BEGIN ENTRIES SUPPLIED

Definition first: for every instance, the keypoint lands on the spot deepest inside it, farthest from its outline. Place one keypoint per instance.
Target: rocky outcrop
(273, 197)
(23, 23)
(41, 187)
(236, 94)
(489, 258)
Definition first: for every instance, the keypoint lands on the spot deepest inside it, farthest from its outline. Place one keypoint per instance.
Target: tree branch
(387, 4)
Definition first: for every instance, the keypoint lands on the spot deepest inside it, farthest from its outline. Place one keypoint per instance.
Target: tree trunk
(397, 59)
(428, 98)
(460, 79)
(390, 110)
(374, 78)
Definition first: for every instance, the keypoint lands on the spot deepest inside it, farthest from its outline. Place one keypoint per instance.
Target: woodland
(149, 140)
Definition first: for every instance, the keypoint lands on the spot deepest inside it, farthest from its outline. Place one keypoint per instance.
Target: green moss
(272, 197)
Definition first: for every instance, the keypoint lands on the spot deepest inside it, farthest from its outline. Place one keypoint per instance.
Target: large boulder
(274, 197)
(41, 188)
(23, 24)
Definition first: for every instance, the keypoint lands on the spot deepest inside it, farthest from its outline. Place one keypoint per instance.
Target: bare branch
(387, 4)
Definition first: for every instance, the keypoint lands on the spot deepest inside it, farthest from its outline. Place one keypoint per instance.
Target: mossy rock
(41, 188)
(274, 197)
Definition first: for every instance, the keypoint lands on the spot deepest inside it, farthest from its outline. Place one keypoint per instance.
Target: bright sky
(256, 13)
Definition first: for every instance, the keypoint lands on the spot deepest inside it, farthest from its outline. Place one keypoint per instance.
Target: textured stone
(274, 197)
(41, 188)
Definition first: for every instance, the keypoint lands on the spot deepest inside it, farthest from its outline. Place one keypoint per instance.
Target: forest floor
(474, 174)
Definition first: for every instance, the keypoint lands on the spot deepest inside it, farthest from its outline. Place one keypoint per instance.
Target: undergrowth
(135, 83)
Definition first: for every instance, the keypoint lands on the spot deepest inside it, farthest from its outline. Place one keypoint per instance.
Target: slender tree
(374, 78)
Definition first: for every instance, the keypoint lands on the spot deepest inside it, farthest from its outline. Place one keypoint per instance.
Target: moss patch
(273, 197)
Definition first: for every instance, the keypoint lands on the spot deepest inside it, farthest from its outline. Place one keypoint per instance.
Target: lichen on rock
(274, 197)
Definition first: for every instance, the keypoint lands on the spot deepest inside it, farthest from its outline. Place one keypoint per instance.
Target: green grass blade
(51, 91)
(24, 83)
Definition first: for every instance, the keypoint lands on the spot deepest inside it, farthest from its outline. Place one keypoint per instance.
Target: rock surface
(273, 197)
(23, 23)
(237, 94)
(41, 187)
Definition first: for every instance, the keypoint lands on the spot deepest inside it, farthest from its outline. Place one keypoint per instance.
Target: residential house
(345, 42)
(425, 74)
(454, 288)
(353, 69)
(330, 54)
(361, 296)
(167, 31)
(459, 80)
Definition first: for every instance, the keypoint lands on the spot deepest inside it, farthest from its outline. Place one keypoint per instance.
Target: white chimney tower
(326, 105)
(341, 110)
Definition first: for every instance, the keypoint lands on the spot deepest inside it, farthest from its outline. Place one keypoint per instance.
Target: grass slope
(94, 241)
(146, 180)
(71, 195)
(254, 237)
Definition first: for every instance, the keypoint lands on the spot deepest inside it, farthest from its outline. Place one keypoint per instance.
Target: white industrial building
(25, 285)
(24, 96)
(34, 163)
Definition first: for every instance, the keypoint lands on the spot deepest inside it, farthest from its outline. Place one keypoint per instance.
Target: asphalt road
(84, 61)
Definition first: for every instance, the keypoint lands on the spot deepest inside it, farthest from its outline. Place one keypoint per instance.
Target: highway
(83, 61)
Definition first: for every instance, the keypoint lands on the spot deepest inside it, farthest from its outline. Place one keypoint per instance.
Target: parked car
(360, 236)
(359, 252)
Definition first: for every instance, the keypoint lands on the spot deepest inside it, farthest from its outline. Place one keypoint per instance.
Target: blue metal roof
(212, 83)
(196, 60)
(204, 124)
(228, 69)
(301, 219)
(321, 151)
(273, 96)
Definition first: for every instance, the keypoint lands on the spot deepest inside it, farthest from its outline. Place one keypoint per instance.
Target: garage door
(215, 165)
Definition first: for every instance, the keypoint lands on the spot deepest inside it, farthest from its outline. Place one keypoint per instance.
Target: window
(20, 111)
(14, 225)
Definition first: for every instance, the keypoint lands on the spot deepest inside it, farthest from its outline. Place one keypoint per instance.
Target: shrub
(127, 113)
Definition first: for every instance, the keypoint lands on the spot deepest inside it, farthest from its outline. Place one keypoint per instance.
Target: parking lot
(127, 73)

END ENTRIES SUPPLIED

> [REQUIREMENTS]: Every record above should be output exactly.

> [SOLUTION TO THE PROBLEM]:
Definition first: for every instance, the keypoint lands on the spot deepest inside it, farthest from its outline. Place one keypoint per instance.
Target: rocky outcrop
(273, 197)
(23, 23)
(41, 187)
(236, 94)
(489, 258)
Definition first: for every instance, the keypoint lands on the spot deepest inside it, farthest from its outline. Place one keypoint per instance.
Target: tree branch
(387, 4)
Definition first: for every instance, the keypoint lands on the spot deepest inside it, farthest from its outline. Place one keypoint per instance.
Target: tree trunk
(397, 59)
(428, 98)
(460, 79)
(390, 110)
(374, 78)
Definition first: for every instance, the keypoint lands on the spot deepest inside it, farthest from its outline. Place one keypoint per instance.
Target: woodland
(149, 140)
Definition first: for every instance, the keypoint lands on the spot deepest inside it, farthest from its outline. Place one keypoint per instance.
Target: green moss
(272, 197)
Definition first: for every instance, the keypoint lands on the spot deepest inside it, farthest from its outline. Place one keypoint per instance.
Target: large boulder
(274, 197)
(41, 188)
(23, 24)
Definition first: for every instance, the keypoint lands on the spot deepest inside it, farthest from its outline. Place one keypoint per instance.
Target: bare branch
(387, 4)
Definition first: for every instance, the keypoint lands on the spot deepest inside it, farthest from its outline. Place one keypoint per instance.
Target: mossy rock
(41, 188)
(274, 197)
Definition first: for every instance, the keypoint lands on the spot deepest inside it, farthest from its outline. Place one keypoint per instance.
Target: bright sky
(256, 13)
Definition first: for every instance, the keypoint lands on the spot deepest inside it, farthest from its outline. Place one keypoint per instance.
Target: textured stone
(274, 197)
(41, 188)
Definition first: for every instance, the keypoint lands on the spot deepest inside it, farthest from its outline. Place one keypoint per instance.
Target: forest floor
(474, 174)
Definition first: for every instance, the keypoint lands on the spot deepest inside it, farthest from its outline. Place one keypoint per instance.
Target: undergrowth
(135, 83)
Definition first: for every instance, the keypoint lands on the spot deepest inside it, farthest from its outline. Place one keypoint per instance.
Target: slender tree
(374, 78)
Definition first: for every instance, the keypoint lands on the spot deepest inside it, farthest from its outline. Place one keypoint per instance.
Target: moss patch
(273, 197)
Definition first: for every instance, the keypoint lands on the spot deepest inside it, farthest from its outline. Place one keypoint per instance.
Target: lichen on rock
(274, 197)
Definition first: for every instance, the keypoint lands on the spot deepest inside it, farthest from its outline. Place one keypoint per instance.
Target: green grass blade
(51, 91)
(24, 83)
Definition first: for every instance, the keypoint lands on the spot deepest inside it, farthest from its outline. Place one keypoint per instance.
Target: rock surface
(273, 197)
(23, 23)
(237, 94)
(41, 187)
Definition first: for every instance, the keypoint lands on the spot deepest inside it, farthest from its outline. Place one keypoint per instance.
Target: residential house
(345, 42)
(425, 74)
(454, 288)
(353, 69)
(330, 54)
(361, 296)
(167, 31)
(459, 80)
Definition first: for every instance, the keypoint lands on the spot deepest inside it, farthest from its outline. Place one keypoint per instance.
Target: white chimney tower
(326, 105)
(341, 110)
Definition first: for every instance, the keypoint lands on the spot deepest inside it, farthest from its outline. Place one keypoint per instance.
Target: grass slope
(94, 241)
(146, 180)
(71, 195)
(254, 237)
Definition first: for every instance, the keypoint lands on the spot deepest inside it, farthest from its outline. Place one keypoint per instance.
Target: white industrial building
(25, 285)
(24, 96)
(34, 163)
Definition first: for every instance, the keypoint lands on the spot deepest inside it, farthest from its outline. Place one keypoint per instance.
Target: asphalt road
(84, 61)
Definition first: for every instance, the keypoint lands on the spot deepest inside it, farthest from its outline. Place one keypoint per instance.
Target: highway
(83, 61)
Definition first: for every instance, the keypoint lands on the spot deepest inside it, farthest from its outline. Place one keypoint per instance.
Target: parked car
(360, 236)
(359, 252)
Definition first: for every instance, the keypoint lands on the spot deepest inside it, farthest from its outline. Place one keypoint per instance.
Target: blue metal roof
(212, 83)
(196, 60)
(204, 124)
(228, 69)
(301, 219)
(321, 151)
(273, 96)
Definition first: for every instance, the keypoint lands on the spot deepest inside it, farthest from its outline. Place one keypoint per instance.
Target: garage door
(215, 165)
Definition first: for every instance, the keypoint lands on the spot deepest inside it, farthest from its outline. Place one keypoint per instance.
Target: window
(20, 111)
(14, 225)
Definition first: for every instance, the keypoint lands on the spot deepest inside it, farthest from its outline. Place one keypoint per instance.
Target: shrub
(127, 113)
Definition first: for every instance, the keypoint lands on the spot deepest inside it, farthest from its outline. Place one keypoint per instance.
Target: parking lot
(127, 73)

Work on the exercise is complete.